● DIRECTIONS FOR THIS TASK
The answer must consist of every line in the data that contains "bridle".

● Point-per-instance localization data
·····
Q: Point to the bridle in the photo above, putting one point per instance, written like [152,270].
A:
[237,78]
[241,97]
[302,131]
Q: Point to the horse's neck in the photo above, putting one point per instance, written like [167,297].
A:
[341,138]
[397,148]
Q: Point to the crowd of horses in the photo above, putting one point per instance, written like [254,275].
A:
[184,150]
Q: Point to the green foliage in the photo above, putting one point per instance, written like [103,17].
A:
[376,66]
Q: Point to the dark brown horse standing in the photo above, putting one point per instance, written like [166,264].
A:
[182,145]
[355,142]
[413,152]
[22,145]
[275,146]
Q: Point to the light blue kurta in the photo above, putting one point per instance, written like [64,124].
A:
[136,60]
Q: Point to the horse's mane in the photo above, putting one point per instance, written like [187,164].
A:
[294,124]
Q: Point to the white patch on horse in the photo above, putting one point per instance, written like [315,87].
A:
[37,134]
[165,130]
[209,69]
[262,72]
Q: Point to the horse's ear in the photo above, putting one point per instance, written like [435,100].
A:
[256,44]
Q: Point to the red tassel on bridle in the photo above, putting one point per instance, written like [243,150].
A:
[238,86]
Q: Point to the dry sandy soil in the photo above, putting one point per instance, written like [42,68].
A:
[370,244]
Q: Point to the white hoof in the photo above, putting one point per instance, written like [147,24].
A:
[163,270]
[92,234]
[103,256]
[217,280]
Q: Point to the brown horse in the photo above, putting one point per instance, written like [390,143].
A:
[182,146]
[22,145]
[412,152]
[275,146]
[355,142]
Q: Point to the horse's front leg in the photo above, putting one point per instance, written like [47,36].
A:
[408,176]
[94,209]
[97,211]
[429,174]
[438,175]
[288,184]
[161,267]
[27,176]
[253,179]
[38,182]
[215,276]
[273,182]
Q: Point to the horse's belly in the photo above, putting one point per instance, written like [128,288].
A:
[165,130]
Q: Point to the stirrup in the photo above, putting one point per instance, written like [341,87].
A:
·····
● YOUR RESPONSE
Q: Point to the bridle in the photo above, putting one point per instance, written like [152,270].
Q: Point to the red tassel on bridle in the photo above, putting one point per instance, written like [243,150].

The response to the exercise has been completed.